PASSAGE PROVIDED:
++++++

Schematic of silicon solar microcell fabrication process and SEM and optical microscope images of fabricated cells

A) Microcell design B) Microcell fabrication scheme C)SEM of fabricated microcells D) optical image of microcell array

While silicon solar panels corner a large part of the current solar energy market, they are still too expensive to compete directly with fossil fuels.  However, new advances in silicon solar microcells bring increases in process reliability, efficiency and cost, making solar energy more scalable and affordable.

In their recent paper, Yao et. al demonstrate a redesigned silicon solar µ-cell which incorporates a thermal oxide as a robust etching and diffusion mask, which also serves as an anti-reflection and surface passivation coating.  They also put forth design criteria optimizing the spatial distribution of µ-cells to maximize light-trapping and for the integration of backside reflectors and polymer waveguides into devices for optimal performance.

The figures of merit for the champion device are an open-circuit voltage of 0.534 V, a short-circuit current density of 28.7 mA cm-2, a fill-factor of 0.762 and an overall efficiency of 11.7%.  Interestingly, they demonstrate the efficacy of the thermal oxide as a passivation layer by testing a device before and after the oxide is etched off, showing that removing the oxide causes a significant decrease in performance.  They also show that the incorporation of backside reflectors and planarization layers significantly enhances device performance.

++++++

SUPPLIED DATA:
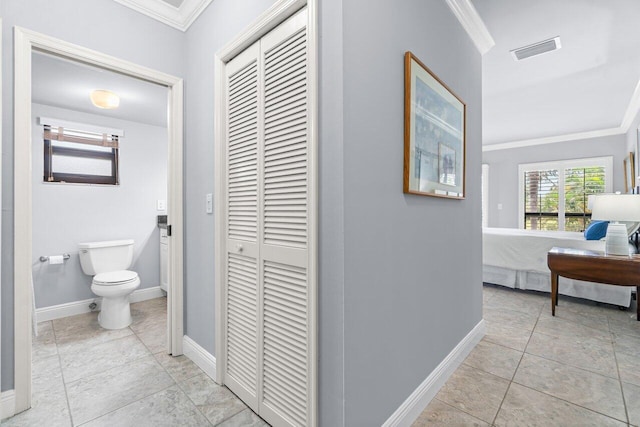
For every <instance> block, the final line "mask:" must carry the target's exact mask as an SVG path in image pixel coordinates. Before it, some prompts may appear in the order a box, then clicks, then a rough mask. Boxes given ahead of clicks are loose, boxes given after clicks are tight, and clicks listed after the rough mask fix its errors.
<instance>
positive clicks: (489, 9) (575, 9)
mask: <svg viewBox="0 0 640 427" xmlns="http://www.w3.org/2000/svg"><path fill="white" fill-rule="evenodd" d="M472 2H473V5H474V6H475V8H476V10H477V12H478V14H479V15H480V17H481V18H482V21H484V24H485V25H486V27H487V29H488V30H489V33H490V34H491V36H492V37H493V39H494V40H495V46H494V47H493V48H492V49H490V50H489V51H488V52H487V53H485V54H484V56H483V59H482V71H483V77H482V79H483V81H482V91H483V109H482V110H483V111H482V114H483V118H482V119H483V144H485V145H488V144H499V143H517V142H523V143H527V142H528V143H531V142H535V140H539V139H540V140H542V139H545V138H546V139H549V138H550V137H558V136H567V138H566V139H571V135H572V134H576V133H583V132H590V133H593V134H594V135H596V134H602V133H603V132H602V131H603V130H609V131H610V132H609V133H615V132H614V131H615V130H616V129H617V130H618V132H617V133H624V132H625V131H626V129H623V128H624V126H623V125H624V123H623V122H624V121H625V115H627V116H628V115H629V114H632V113H633V114H635V112H636V110H635V107H634V105H635V104H634V103H633V95H634V91H635V89H636V86H637V85H638V82H639V80H640V25H638V18H640V1H637V0H607V1H602V0H562V1H558V0H536V1H531V0H472ZM555 36H560V40H561V45H562V48H561V49H560V50H557V51H553V52H549V53H545V54H542V55H540V56H536V57H531V58H528V59H525V60H522V61H519V62H516V61H514V59H513V57H512V55H511V54H510V50H512V49H515V48H518V47H522V46H526V45H529V44H532V43H536V42H539V41H542V40H546V39H550V38H553V37H555ZM628 109H629V110H630V112H629V113H627V110H628ZM627 122H629V123H630V120H627ZM627 126H628V124H627ZM605 133H606V132H605ZM574 136H575V135H574ZM560 139H562V138H560ZM573 139H576V138H573ZM531 140H534V141H531ZM527 145H529V144H527ZM485 148H486V147H485Z"/></svg>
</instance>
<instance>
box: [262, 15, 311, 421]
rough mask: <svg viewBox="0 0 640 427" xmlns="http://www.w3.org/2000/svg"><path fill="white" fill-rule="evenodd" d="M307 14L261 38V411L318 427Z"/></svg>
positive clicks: (281, 417) (286, 21) (263, 416)
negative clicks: (314, 345)
mask: <svg viewBox="0 0 640 427" xmlns="http://www.w3.org/2000/svg"><path fill="white" fill-rule="evenodd" d="M306 23H307V15H306V9H305V10H303V11H301V12H299V13H298V14H297V15H295V16H294V17H292V18H291V19H289V20H288V21H286V22H285V23H284V24H282V25H280V26H279V27H278V28H276V29H275V30H273V31H272V32H270V33H269V34H268V35H267V36H265V37H264V38H263V39H262V45H261V55H262V61H263V64H264V65H263V67H264V154H263V156H262V157H261V160H262V162H263V163H262V165H263V166H262V170H263V172H262V180H261V184H262V187H261V188H262V212H261V213H262V215H261V225H262V233H261V236H262V239H261V244H260V259H261V262H262V283H263V288H262V289H263V294H262V297H263V308H262V319H263V366H262V393H261V395H260V396H261V405H260V414H261V415H262V416H263V417H264V418H265V419H266V420H267V421H269V422H272V423H274V424H275V422H276V421H275V420H276V419H278V418H280V419H281V420H282V421H284V422H282V423H279V424H280V425H296V426H306V425H311V424H312V417H311V406H312V401H311V390H310V381H309V380H310V363H311V361H310V357H309V355H310V351H309V350H310V345H311V341H310V334H309V330H310V327H311V322H310V318H309V313H310V307H309V273H308V267H309V266H308V257H309V255H308V247H309V206H310V203H309V196H310V191H309V183H310V182H309V170H310V163H309V162H310V155H309V154H310V153H309V150H310V146H309V117H308V104H309V99H308V87H307V81H308V78H307V74H308V63H307V58H308V53H307V49H308V44H307V31H306Z"/></svg>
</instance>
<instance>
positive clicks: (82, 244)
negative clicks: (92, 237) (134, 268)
mask: <svg viewBox="0 0 640 427" xmlns="http://www.w3.org/2000/svg"><path fill="white" fill-rule="evenodd" d="M78 247H79V248H80V265H81V266H82V271H84V273H85V274H88V275H90V276H94V277H93V282H92V283H91V291H93V293H94V294H96V295H98V296H101V297H102V308H101V311H100V314H99V315H98V322H99V323H100V326H102V327H103V328H105V329H122V328H126V327H127V326H129V325H130V324H131V310H130V308H129V294H131V292H133V291H134V290H135V289H136V288H137V287H138V286H140V278H139V277H138V273H136V272H135V271H130V270H127V268H129V267H130V266H131V261H132V260H133V240H112V241H108V242H92V243H80V244H78Z"/></svg>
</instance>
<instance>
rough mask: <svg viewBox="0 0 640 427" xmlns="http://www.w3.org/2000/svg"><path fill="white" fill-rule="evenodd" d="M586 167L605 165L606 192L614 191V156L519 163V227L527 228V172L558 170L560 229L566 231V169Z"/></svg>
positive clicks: (521, 228) (604, 176)
mask: <svg viewBox="0 0 640 427" xmlns="http://www.w3.org/2000/svg"><path fill="white" fill-rule="evenodd" d="M584 167H604V187H605V189H604V192H605V193H612V192H613V156H606V157H588V158H582V159H567V160H558V161H552V162H539V163H522V164H519V165H518V228H519V229H521V230H524V229H525V218H524V214H525V209H524V208H525V206H524V205H525V191H524V184H525V173H526V172H531V171H536V170H549V169H553V170H557V171H558V231H565V230H564V224H565V187H564V183H565V170H567V169H572V168H584ZM554 217H555V215H554Z"/></svg>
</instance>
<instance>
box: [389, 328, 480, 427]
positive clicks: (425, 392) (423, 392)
mask: <svg viewBox="0 0 640 427" xmlns="http://www.w3.org/2000/svg"><path fill="white" fill-rule="evenodd" d="M484 334H485V323H484V319H483V320H480V322H478V324H477V325H476V326H475V327H474V328H473V329H472V330H471V332H469V333H468V334H467V336H466V337H464V339H463V340H462V341H460V342H459V343H458V345H457V346H456V347H455V348H454V349H453V350H452V351H451V353H449V354H448V355H447V357H445V358H444V360H443V361H442V362H440V364H439V365H438V366H437V367H436V369H434V370H433V372H431V374H429V376H428V377H427V379H426V380H424V381H423V382H422V384H420V385H419V386H418V388H416V389H415V390H414V392H413V393H411V395H410V396H409V397H408V398H407V400H405V401H404V402H403V403H402V405H400V407H399V408H398V409H397V410H396V411H395V412H394V413H393V414H392V415H391V416H390V417H389V419H388V420H387V421H385V423H384V424H383V425H382V427H392V426H393V427H405V426H407V427H408V426H411V424H412V423H413V422H414V421H415V420H416V419H417V418H418V417H419V416H420V414H421V413H422V411H424V409H425V408H426V407H427V405H429V402H431V400H432V399H433V398H434V397H435V396H436V394H437V393H438V391H439V390H440V388H441V387H442V386H443V385H444V383H445V382H447V380H448V379H449V377H450V376H451V374H453V372H454V371H455V370H456V369H457V368H458V366H460V365H461V364H462V362H463V361H464V359H465V358H466V357H467V356H468V355H469V353H471V350H473V348H474V347H475V346H476V344H478V343H479V342H480V340H481V339H482V337H484Z"/></svg>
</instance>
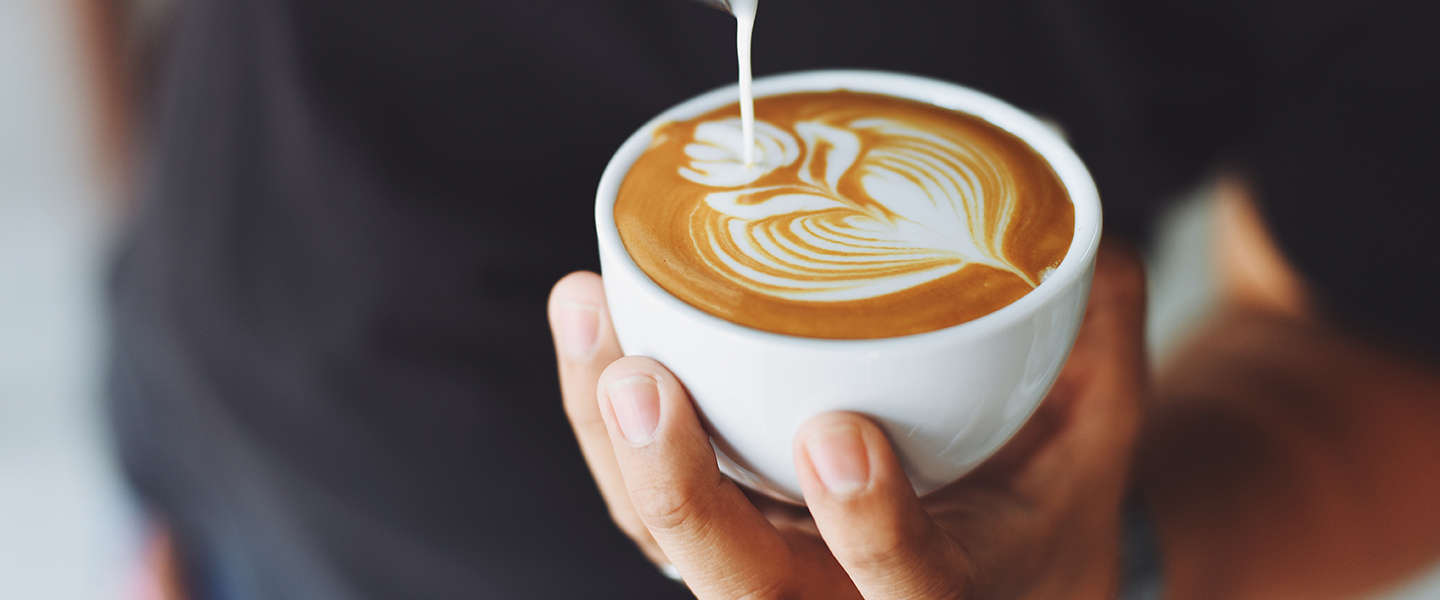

++++++

WORK TASK:
Continue the passage on silicon solar microcells, starting after its last sentence.

REPLY:
An important consideration for any emerging solar energy technology is scalability.  These redesigned silicon solar µ-cells have a peak-power-generation referenced silicon consumption of only 0.4 g Wp-1, substantially lower than the 10 g Wp-1 of commercially available silicon solar cells.  Combined with the scalability of the processing steps used in the µ-cell fabrication, the low amount of silicon required could be a huge step forward in reducing the cost of solar energy.

Excited about new advances in renewable energy?  Read this full article and many more in EES today!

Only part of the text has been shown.